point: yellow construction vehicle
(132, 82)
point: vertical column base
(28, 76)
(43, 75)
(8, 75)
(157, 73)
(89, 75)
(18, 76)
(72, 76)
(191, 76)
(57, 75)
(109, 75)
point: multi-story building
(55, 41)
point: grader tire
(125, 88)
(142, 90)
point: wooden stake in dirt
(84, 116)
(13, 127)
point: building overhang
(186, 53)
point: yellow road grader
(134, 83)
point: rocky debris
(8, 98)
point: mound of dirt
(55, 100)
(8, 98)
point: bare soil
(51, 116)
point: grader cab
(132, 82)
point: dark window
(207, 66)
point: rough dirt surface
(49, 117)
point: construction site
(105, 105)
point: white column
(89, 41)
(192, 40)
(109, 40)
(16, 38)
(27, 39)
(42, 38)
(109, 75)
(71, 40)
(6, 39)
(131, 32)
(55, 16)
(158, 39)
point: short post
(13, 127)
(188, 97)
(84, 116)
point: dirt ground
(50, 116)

==

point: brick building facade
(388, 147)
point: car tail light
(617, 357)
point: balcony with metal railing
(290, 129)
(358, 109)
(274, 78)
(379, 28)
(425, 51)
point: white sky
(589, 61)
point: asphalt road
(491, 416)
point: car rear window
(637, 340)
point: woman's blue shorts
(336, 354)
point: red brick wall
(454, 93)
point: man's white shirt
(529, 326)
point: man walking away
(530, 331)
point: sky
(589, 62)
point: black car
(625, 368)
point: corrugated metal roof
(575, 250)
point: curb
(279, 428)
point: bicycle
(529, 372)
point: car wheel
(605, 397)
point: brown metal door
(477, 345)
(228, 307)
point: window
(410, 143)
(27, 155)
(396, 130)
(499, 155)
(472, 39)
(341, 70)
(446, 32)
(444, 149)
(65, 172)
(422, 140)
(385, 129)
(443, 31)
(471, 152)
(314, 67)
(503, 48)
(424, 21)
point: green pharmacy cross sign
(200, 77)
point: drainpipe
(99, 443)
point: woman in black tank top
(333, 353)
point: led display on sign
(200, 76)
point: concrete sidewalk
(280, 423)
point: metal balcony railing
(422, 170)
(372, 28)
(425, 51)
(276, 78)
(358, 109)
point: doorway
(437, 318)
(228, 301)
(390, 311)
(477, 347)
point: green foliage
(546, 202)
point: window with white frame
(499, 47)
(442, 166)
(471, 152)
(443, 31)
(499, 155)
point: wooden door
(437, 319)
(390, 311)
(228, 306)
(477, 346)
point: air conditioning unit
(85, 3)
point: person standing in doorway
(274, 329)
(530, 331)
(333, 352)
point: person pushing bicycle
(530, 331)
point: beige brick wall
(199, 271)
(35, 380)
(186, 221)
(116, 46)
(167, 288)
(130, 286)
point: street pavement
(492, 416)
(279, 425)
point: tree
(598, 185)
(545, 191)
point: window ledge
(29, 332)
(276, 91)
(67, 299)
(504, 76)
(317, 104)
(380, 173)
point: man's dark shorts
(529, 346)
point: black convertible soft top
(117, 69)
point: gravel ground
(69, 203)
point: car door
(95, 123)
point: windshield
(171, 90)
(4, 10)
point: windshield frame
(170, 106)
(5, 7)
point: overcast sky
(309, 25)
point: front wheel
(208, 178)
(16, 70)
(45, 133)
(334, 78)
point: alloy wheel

- To do -
Reproduce verbatim the rows from the line with "point: man's dark shorts" to the line with "point: alloy wheel", including both of those lines.

- Finished task -
point: man's dark shorts
(529, 346)
point: black convertible soft top
(117, 69)
point: gravel ground
(69, 203)
point: car door
(95, 123)
point: windshield
(171, 90)
(4, 10)
point: windshield frame
(170, 106)
(5, 7)
point: overcast sky
(309, 25)
point: front wheel
(208, 178)
(16, 70)
(45, 133)
(334, 78)
point: alloy wheel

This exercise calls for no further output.